─── READING PASSAGE ───

Directed by Sam Raimi
Easily the weakest of the three Spider-Man films, Spider-Man 3 suffers from the same problem that plagued the Batman franchise in the 90s. No, not Joel Schumacher. I'm talking about the too many villains syndrome.
Spider-Man 3 has three full-fledged villains fighting for screen time with Spider-Man and his relationship with Mary Jane. There's Sandman, Venom, and Harry Osborne as the new Green Goblin. And after watching the film I very quickly realized that Sandman serves absolutely no purpose in the movie that Harry couldn't have served, and served better because of his personal relationship with Peter Parker.
I'll do a quick re-cap to show you what I mean. In the end of the last film Harry learned that Peter was Spider-Man, and thinks that Peter killed his dad Norman. So in Spider-Man 3 Harry dons a modified, streamlined set of Green Goblin gear and sets out for revenge. Peter defeats him with a staggering blow to the head that makes Harry forget the last several years. Then the Sandman gets created and goes on a spree of robberies. And an alien symbiote randomly attaches itself to Peter and creates the Black Suit.
The purpose that Sandman has in the movie is to show just how bad the Black Suit has made Spider-Man go. Spider-Man seemingly purposefully kills Sandman. He's gone bad! But then he also seemingly tries to kill Harry (he callously lets an explosive blow up right next to Harry's head). He's gone bad! Why did we have to see it twice, though? If they'd just cut Sandman completely out of this movie and made it all about Harry & Peter it would have been a lot stronger. Sandman later resurfaces and teams up with Venom (after Spidey shakes him off), which sets up the ending team-up of Peter and Harry 'cause Peter couldn't take them both on at once. But couldn't they just have made Venom so powerful that Spidey couldn't defeat him without Harry's help? The answer is yes.
But despite this big problem, the movie was very enjoyable. And very Sam Raimi. Raimi did some really interesting things with drama and comedy. Scenes that could have been very dramatic were played off for comic effect (the scene with Bruce Campbell's obligatory cameo, for instance).

─── SUPPLIED ENTRIES ───

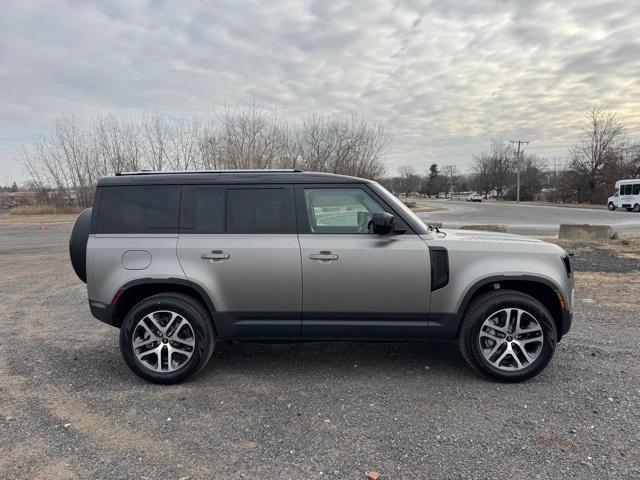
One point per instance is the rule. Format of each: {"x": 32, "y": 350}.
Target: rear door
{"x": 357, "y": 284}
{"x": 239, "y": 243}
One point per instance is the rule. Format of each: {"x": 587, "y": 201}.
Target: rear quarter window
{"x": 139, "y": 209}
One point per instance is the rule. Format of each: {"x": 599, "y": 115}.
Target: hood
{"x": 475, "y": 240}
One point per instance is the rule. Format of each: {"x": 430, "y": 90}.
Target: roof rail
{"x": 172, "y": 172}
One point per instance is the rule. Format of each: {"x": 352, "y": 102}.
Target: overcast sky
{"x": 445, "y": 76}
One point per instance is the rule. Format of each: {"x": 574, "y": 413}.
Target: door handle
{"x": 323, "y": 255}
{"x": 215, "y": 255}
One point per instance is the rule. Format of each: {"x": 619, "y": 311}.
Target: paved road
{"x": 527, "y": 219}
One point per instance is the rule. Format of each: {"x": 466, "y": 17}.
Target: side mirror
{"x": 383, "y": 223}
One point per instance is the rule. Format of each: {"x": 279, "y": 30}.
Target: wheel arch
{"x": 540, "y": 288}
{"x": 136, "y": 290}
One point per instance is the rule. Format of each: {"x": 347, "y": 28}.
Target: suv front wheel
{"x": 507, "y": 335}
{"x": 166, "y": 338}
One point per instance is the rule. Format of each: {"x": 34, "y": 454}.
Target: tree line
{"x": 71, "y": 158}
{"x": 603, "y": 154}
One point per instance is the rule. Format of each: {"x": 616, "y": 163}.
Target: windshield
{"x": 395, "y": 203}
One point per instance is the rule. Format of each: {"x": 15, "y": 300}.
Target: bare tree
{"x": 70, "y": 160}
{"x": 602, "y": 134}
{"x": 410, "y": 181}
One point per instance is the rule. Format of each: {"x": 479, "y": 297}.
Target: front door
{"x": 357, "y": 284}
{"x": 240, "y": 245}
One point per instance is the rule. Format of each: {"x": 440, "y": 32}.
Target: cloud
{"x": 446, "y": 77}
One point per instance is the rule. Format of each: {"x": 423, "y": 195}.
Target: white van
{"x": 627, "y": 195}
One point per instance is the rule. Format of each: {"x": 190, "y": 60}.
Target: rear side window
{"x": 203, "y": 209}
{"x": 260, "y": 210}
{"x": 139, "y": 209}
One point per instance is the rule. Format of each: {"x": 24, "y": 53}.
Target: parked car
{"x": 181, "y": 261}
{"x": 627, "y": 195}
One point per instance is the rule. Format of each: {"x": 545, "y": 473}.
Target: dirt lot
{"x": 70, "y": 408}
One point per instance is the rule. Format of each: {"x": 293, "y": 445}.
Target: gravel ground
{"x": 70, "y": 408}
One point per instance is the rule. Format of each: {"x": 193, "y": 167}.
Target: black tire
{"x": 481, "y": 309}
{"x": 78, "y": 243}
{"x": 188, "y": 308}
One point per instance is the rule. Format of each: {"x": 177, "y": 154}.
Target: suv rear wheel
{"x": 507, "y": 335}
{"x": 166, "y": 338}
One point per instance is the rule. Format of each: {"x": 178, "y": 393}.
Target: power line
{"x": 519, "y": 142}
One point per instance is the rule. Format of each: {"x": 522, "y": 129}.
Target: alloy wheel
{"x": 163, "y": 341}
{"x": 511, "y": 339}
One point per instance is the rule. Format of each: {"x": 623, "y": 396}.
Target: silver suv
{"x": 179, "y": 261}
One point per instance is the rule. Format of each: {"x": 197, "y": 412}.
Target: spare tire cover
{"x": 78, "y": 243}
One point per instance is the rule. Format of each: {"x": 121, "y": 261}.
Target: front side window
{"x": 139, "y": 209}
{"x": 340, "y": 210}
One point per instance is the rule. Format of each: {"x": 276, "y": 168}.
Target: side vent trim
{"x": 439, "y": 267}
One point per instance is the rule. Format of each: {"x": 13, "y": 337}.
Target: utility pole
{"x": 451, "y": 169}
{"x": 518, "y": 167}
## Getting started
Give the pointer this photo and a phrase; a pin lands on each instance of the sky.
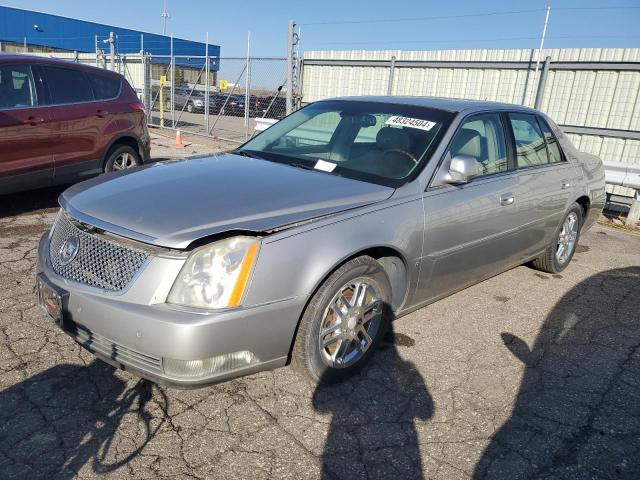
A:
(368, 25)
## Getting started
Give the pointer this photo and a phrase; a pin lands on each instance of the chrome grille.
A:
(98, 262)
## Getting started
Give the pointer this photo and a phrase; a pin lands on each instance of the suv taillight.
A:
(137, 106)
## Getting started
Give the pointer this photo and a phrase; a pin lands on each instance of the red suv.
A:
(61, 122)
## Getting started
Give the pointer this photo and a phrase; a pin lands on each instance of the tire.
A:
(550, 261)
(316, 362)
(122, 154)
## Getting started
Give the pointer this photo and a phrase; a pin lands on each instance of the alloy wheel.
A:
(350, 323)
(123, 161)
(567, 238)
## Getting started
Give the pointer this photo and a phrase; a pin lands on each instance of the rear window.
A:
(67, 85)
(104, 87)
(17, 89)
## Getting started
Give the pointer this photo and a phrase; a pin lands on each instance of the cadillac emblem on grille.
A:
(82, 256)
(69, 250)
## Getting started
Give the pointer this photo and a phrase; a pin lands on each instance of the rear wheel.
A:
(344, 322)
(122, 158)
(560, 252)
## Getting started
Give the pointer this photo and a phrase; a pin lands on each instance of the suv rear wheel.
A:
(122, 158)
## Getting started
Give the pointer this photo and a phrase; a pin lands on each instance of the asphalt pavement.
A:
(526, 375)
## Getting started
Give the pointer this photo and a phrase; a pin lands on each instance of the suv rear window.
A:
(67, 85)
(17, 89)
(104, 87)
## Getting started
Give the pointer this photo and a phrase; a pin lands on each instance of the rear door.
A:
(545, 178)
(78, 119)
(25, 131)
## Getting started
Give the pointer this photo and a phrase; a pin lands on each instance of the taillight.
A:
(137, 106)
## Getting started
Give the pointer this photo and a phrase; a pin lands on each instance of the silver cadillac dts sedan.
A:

───
─── SUPPLIED ENTRIES ───

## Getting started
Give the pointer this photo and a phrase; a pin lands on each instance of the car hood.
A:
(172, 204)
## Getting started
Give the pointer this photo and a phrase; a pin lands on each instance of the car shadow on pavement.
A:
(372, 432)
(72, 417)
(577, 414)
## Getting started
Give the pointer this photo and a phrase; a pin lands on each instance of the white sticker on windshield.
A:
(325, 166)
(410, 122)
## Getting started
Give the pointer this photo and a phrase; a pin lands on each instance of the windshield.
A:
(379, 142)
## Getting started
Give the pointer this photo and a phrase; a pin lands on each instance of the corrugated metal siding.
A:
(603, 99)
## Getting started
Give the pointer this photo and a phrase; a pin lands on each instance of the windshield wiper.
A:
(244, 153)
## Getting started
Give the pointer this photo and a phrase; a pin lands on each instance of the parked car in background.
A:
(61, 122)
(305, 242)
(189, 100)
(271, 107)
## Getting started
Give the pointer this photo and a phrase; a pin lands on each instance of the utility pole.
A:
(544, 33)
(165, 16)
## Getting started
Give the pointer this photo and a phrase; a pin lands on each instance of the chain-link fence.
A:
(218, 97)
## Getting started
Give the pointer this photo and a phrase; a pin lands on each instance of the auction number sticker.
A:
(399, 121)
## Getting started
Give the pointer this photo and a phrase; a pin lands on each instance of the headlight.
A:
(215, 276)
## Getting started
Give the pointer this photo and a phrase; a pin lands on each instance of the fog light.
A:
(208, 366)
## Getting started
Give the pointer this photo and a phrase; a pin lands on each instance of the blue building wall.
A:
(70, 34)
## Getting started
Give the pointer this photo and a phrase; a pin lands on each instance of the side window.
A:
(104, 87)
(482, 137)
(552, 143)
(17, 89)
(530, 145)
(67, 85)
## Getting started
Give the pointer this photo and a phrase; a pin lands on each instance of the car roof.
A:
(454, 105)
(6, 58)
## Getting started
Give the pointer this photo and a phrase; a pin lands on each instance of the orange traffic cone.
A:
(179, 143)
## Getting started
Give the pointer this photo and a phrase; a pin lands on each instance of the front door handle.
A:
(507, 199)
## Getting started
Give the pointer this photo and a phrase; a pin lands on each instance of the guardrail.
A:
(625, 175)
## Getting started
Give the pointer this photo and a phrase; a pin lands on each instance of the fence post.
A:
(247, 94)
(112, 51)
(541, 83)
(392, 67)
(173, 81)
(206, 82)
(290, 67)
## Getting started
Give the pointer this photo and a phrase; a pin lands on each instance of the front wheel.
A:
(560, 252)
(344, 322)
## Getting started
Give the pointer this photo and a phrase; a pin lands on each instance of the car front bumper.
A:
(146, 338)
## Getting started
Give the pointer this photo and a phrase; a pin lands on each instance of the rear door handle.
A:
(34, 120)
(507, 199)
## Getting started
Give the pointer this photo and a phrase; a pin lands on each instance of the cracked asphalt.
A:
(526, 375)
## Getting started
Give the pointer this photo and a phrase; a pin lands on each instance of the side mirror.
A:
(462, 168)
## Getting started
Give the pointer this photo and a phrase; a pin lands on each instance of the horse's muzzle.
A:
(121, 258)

───

In the Spider-Man 3 review, which three villains compete for screen time?

Sandman, Venom, and Harry Osborne as the new Green Goblin.